── PAGE EXTRACT

The 2017 Navy Midshipmen football team represented the United States Naval Academy in the 2017 NCAA Division I FBS football season. The Midshipmen were led by tenth-year head coach Ken Niumatalolo and played their home games at Navy–Marine Corps Memorial Stadium. The Midshipmen competed as a member of the West Division of the American Athletic Conference and were third-year members of the conference. They finished the season 7–6 overall and 4–4 in AAC play to tie for third place in the West Division. They were invited to the Military Bowl, where they defeated Virginia, 49–7.

Before the season

Previous season
The Navy Midshipmen began the 2016 season with three straight wins, but lost to military rival Air Force. However, the Midshipmen had victories over fellow American Conference teams #6 ranked Houston and Memphis. After beating long-time rival Notre Dame, winning the Rip Miller Trophy, the Midshipmen went on a three-game winning streak. However, Navy ended their season with a loss over military rival Army in the 117th Army–Navy Game, ending Navy's 14th consecutive victories over Army. The Midshipmen finished the regular season with a 9–4 record. Despite this slide, it earned them an invitation to the Armed Force Bowl, their 13th bowl game in a row, but they lost to the 8–5 Louisiana Tech Bulldogs 45–48.

Spring practices
Navy held spring practices during March and April 2017.

During the season

On television
The 2017 Navy Midshipmen football team is featured in the miniseries, A Season With Navy Football on Showtime, which premiered on Tuesday September 5, 2017. It depicts daily life of Midshipmen football players and coaches at the United States Naval Academy in Annapolis, Maryland. Each episode reviews highlights of every football game played during the current season of Navy football, as the series narrator boasts, is "one of the most accomplished football programs in the country".

────

** WHAT TO DO **
**a.** Please reproduce the part of the 2017 Navy football article from "Previous season" up to and including "Tech Bulldogs 45–48.".
**b.** Resume the 2017 Navy football article after its final sentence and keep writing it.

── RAW RECORDS

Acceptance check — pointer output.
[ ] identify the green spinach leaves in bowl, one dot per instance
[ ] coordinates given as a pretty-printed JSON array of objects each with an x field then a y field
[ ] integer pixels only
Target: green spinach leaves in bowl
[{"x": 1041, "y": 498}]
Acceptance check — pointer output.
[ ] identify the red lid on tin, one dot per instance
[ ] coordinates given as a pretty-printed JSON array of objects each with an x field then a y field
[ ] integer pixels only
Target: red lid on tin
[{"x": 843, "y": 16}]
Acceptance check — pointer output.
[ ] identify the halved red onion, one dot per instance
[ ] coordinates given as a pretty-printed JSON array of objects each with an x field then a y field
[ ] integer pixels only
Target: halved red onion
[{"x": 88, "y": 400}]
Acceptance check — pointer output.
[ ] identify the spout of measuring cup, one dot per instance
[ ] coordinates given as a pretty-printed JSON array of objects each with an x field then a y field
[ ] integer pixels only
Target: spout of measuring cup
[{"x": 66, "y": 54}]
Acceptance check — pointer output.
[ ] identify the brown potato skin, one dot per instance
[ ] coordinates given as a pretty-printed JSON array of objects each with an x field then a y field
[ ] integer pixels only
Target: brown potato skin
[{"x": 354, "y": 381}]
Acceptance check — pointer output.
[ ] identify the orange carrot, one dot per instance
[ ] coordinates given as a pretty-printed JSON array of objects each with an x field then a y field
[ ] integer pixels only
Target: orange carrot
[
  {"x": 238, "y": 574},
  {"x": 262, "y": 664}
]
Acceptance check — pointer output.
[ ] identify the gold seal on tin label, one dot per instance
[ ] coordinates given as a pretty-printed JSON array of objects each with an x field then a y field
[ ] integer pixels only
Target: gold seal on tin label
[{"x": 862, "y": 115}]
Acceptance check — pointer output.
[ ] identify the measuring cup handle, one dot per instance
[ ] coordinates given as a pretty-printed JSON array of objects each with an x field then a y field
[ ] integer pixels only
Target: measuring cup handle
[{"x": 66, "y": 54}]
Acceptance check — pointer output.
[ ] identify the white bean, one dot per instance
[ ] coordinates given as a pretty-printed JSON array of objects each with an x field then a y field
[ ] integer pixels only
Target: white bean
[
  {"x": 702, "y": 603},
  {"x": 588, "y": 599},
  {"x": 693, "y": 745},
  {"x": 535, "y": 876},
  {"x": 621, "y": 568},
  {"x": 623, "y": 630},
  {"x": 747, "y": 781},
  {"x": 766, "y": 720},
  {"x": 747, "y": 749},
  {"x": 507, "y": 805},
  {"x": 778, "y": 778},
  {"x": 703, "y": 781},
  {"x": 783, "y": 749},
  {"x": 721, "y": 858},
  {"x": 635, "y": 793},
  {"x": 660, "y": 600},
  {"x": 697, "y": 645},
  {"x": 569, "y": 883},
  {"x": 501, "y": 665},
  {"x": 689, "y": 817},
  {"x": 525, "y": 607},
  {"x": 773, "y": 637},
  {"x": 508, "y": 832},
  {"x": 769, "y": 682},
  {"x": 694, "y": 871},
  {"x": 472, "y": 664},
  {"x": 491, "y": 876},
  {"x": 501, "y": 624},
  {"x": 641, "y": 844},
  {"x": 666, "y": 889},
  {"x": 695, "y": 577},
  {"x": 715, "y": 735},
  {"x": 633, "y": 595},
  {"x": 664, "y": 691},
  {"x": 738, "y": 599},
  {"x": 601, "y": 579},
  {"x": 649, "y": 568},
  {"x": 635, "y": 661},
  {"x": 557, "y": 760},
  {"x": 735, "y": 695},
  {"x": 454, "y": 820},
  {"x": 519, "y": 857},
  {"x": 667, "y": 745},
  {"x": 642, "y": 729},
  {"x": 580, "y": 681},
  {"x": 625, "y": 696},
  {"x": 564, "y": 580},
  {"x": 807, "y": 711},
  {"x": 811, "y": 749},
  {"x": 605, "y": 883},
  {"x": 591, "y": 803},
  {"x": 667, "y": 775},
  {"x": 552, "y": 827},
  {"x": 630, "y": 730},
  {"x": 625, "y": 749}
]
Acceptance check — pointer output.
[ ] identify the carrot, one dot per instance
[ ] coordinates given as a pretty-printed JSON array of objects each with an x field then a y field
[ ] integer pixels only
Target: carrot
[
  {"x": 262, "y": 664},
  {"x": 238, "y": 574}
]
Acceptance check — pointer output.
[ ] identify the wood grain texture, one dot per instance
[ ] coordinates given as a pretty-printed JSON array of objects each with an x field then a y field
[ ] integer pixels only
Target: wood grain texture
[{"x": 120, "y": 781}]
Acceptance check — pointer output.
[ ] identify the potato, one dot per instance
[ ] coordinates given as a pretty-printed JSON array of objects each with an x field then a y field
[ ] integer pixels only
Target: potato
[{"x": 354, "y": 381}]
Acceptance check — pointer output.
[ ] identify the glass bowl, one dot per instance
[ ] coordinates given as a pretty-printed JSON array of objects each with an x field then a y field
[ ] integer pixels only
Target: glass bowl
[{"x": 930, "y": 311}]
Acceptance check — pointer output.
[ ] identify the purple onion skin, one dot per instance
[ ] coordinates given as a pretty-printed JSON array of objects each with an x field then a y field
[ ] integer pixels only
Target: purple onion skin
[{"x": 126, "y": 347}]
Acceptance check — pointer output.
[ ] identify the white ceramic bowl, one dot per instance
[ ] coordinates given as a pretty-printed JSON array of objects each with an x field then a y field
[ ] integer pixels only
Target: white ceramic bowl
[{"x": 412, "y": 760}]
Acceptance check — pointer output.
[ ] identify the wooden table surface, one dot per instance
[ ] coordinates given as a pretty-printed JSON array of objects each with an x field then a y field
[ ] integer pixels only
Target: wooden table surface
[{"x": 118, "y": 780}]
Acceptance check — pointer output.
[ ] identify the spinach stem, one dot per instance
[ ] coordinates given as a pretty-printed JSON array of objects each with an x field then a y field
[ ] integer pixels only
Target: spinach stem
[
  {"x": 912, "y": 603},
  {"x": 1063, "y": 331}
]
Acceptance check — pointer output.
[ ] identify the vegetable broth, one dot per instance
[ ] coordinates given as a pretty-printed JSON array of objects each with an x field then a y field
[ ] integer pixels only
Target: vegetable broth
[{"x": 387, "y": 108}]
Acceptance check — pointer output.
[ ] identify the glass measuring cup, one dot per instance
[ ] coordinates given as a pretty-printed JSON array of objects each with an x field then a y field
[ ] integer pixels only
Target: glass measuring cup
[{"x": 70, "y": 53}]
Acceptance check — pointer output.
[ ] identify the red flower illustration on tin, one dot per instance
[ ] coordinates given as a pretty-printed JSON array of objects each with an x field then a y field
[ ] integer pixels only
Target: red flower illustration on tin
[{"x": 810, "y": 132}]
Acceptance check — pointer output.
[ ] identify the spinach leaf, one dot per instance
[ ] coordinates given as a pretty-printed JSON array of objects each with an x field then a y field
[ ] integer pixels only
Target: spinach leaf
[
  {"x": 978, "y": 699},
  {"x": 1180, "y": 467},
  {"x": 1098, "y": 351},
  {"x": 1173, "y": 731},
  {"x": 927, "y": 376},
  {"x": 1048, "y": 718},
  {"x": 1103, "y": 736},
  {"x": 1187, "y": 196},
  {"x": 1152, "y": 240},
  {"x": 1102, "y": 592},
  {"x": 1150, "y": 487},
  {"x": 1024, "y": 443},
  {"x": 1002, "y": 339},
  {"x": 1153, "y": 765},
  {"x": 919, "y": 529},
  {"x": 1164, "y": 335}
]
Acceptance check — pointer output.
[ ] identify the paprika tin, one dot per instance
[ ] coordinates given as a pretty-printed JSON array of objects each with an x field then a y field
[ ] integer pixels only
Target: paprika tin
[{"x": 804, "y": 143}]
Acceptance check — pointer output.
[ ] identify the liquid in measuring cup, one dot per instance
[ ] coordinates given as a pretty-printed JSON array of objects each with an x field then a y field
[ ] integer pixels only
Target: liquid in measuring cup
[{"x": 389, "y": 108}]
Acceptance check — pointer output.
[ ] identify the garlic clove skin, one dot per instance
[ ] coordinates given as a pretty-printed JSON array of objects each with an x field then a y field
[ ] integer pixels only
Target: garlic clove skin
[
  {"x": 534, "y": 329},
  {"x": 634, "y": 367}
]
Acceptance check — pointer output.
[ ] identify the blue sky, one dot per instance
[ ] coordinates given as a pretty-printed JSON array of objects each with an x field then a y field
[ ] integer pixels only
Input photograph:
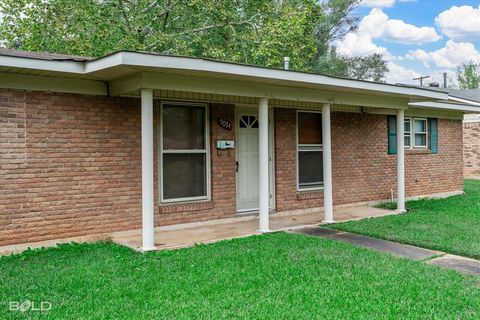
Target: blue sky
[{"x": 417, "y": 37}]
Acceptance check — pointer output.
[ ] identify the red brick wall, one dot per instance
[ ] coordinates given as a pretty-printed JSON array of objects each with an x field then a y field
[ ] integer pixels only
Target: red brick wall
[
  {"x": 70, "y": 165},
  {"x": 471, "y": 147},
  {"x": 362, "y": 168}
]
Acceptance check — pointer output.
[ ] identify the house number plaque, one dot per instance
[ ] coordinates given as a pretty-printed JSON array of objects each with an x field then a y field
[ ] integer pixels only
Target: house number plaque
[{"x": 225, "y": 124}]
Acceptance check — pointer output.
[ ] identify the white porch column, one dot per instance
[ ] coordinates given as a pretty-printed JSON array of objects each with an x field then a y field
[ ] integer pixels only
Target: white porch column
[
  {"x": 327, "y": 165},
  {"x": 400, "y": 161},
  {"x": 148, "y": 231},
  {"x": 263, "y": 165}
]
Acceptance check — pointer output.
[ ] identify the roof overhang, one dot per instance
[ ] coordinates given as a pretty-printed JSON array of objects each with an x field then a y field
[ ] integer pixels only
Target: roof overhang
[
  {"x": 126, "y": 64},
  {"x": 446, "y": 106}
]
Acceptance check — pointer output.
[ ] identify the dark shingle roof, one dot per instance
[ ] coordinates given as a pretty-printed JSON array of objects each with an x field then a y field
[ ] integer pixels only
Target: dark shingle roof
[
  {"x": 470, "y": 94},
  {"x": 40, "y": 55}
]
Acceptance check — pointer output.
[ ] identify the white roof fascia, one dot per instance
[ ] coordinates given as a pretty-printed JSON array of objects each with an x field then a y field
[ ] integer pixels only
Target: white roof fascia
[
  {"x": 204, "y": 65},
  {"x": 197, "y": 64},
  {"x": 470, "y": 102},
  {"x": 446, "y": 106}
]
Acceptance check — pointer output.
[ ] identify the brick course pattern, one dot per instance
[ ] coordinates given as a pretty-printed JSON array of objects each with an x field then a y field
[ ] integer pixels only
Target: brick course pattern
[
  {"x": 70, "y": 165},
  {"x": 471, "y": 148}
]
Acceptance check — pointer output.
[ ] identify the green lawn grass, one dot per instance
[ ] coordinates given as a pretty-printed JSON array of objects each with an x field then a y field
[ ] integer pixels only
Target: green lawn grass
[
  {"x": 274, "y": 276},
  {"x": 451, "y": 225}
]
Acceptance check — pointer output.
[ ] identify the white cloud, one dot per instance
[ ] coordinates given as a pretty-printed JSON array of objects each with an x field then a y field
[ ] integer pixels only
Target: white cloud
[
  {"x": 358, "y": 44},
  {"x": 377, "y": 25},
  {"x": 400, "y": 74},
  {"x": 448, "y": 57},
  {"x": 377, "y": 3},
  {"x": 460, "y": 23}
]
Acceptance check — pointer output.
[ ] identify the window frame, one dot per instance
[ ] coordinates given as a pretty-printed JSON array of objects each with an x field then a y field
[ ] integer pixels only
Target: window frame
[
  {"x": 413, "y": 133},
  {"x": 205, "y": 151},
  {"x": 311, "y": 147},
  {"x": 407, "y": 133}
]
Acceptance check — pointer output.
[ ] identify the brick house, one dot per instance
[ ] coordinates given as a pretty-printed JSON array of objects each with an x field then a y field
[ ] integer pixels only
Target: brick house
[
  {"x": 471, "y": 145},
  {"x": 471, "y": 137},
  {"x": 136, "y": 141}
]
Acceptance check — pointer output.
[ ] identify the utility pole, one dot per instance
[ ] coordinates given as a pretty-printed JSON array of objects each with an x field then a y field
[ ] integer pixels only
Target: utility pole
[{"x": 421, "y": 79}]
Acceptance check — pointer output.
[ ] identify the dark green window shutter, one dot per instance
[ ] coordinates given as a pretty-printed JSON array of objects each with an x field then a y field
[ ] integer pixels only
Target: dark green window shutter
[
  {"x": 392, "y": 134},
  {"x": 433, "y": 129}
]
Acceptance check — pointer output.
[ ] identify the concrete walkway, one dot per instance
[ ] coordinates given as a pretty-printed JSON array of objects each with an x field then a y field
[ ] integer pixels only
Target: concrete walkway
[
  {"x": 186, "y": 235},
  {"x": 433, "y": 257}
]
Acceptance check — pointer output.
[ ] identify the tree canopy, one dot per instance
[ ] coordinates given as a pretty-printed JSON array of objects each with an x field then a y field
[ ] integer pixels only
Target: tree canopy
[
  {"x": 259, "y": 32},
  {"x": 468, "y": 76}
]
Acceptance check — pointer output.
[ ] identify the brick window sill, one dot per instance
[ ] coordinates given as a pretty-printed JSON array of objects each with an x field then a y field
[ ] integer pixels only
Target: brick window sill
[
  {"x": 307, "y": 195},
  {"x": 186, "y": 206},
  {"x": 417, "y": 151}
]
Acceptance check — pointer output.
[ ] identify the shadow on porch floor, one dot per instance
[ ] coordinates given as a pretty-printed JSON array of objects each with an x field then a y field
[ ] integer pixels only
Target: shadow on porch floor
[{"x": 185, "y": 235}]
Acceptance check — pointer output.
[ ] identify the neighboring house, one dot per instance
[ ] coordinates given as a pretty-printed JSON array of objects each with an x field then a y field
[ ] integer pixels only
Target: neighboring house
[{"x": 134, "y": 140}]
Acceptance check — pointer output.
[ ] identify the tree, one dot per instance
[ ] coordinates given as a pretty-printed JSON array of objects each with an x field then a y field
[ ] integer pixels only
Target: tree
[
  {"x": 259, "y": 32},
  {"x": 468, "y": 76}
]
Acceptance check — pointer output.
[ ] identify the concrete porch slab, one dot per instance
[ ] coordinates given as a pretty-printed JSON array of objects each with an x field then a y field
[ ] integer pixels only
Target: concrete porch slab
[
  {"x": 180, "y": 236},
  {"x": 459, "y": 263},
  {"x": 394, "y": 248}
]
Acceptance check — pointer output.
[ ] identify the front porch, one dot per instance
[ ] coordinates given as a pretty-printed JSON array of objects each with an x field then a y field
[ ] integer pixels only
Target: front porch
[{"x": 186, "y": 235}]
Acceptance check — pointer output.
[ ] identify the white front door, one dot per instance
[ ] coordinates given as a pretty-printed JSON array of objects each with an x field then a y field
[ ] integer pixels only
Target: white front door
[{"x": 247, "y": 161}]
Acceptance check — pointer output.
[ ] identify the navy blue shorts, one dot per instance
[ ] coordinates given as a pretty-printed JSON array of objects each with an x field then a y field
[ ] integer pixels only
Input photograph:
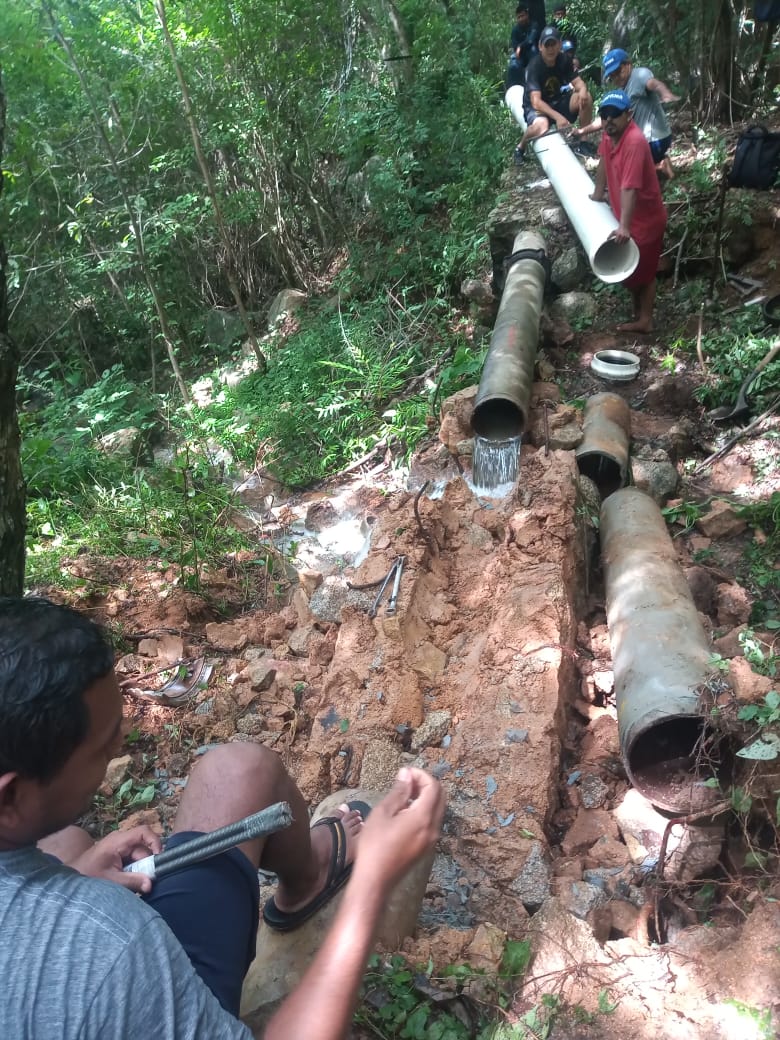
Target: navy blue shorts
[
  {"x": 659, "y": 148},
  {"x": 213, "y": 910}
]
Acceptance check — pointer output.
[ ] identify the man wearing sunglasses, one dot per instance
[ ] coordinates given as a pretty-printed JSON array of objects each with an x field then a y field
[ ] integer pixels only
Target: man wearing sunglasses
[
  {"x": 553, "y": 92},
  {"x": 627, "y": 172},
  {"x": 648, "y": 95}
]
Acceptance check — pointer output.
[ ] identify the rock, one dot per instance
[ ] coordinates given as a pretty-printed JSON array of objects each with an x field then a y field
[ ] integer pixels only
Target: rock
[
  {"x": 433, "y": 730},
  {"x": 286, "y": 302},
  {"x": 594, "y": 791},
  {"x": 568, "y": 269},
  {"x": 721, "y": 521},
  {"x": 653, "y": 472},
  {"x": 261, "y": 673},
  {"x": 477, "y": 292},
  {"x": 486, "y": 950},
  {"x": 117, "y": 771},
  {"x": 748, "y": 685},
  {"x": 574, "y": 307},
  {"x": 456, "y": 418},
  {"x": 733, "y": 604},
  {"x": 587, "y": 829},
  {"x": 533, "y": 883},
  {"x": 702, "y": 588},
  {"x": 321, "y": 515},
  {"x": 429, "y": 660},
  {"x": 729, "y": 646},
  {"x": 227, "y": 637}
]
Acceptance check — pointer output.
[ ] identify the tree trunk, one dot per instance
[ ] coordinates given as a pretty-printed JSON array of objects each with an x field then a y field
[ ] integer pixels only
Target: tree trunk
[{"x": 11, "y": 485}]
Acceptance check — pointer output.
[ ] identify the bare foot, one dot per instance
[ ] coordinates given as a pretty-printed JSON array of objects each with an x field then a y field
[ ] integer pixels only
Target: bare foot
[
  {"x": 635, "y": 327},
  {"x": 288, "y": 900}
]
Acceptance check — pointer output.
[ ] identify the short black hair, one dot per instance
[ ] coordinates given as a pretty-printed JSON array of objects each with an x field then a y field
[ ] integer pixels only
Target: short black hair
[{"x": 50, "y": 655}]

────

** RESULTS OF THE EXERCISE **
**a.**
Previous season
The Navy Midshipmen began the 2016 season with three straight wins, but lost to military rival Air Force. However, the Midshipmen had victories over fellow American Conference teams #6 ranked Houston and Memphis. After beating long-time rival Notre Dame, winning the Rip Miller Trophy, the Midshipmen went on a three-game winning streak. However, Navy ended their season with a loss over military rival Army in the 117th Army–Navy Game, ending Navy's 14th consecutive victories over Army. The Midshipmen finished the regular season with a 9–4 record. Despite this slide, it earned them an invitation to the Armed Force Bowl, their 13th bowl game in a row, but they lost to the 8–5 Louisiana Tech Bulldogs 45–48.

**b.**
Schedule

Personnel

Coaching staff

Roster

Depth chart

Depth Chart 2017
True Freshman
Double Position : *

Rankings

Game summaries

at Florida Atlantic

After a lightning delay, Navy ended the long night with a total of 345 yards. Also, Midshipmen quarterback Zack Abey, making his third start, rushed for 200 yards and passed for 100. This achievement made it the first time in Naval Academy history that a quarter has done so in a single game.

Tulane

With this victory, Navy has won their 15th straight regular season win playing at their home stadium. In addition to head coach Ken Niumatalolo's 79th career win at Navy, the most in Naval Academy history.

Cincinnati

With this victory, Navy Midshipmen set a Naval Academy record for 16 consecutive wins at home, making it the longest active regular season streak in the FBS. They also set a new record in Navy football history for the most rushing yards in a single game with 573. (This beat their previous record set on November 10, 2007, at North Texas with 572 yards.)

at Tulsa

Air Force

With a stadium-record crowd, this victory earned the Midshipmen their best start since they went 5–0 in 2004. Game highlights include, Midshipmen slotback Malcolm Perry had two touchdowns; a 40-yard catch and a 91-yard touchdown run, the second longest TD run in Navy history. While quarterback Zach Abey ran for 214 yards and two touchdowns, rushing for 75 yards on one. Also the Midshipmen rushed for 400-plus yards in three straight games. The last team to do so was Rice with four straight games (1996).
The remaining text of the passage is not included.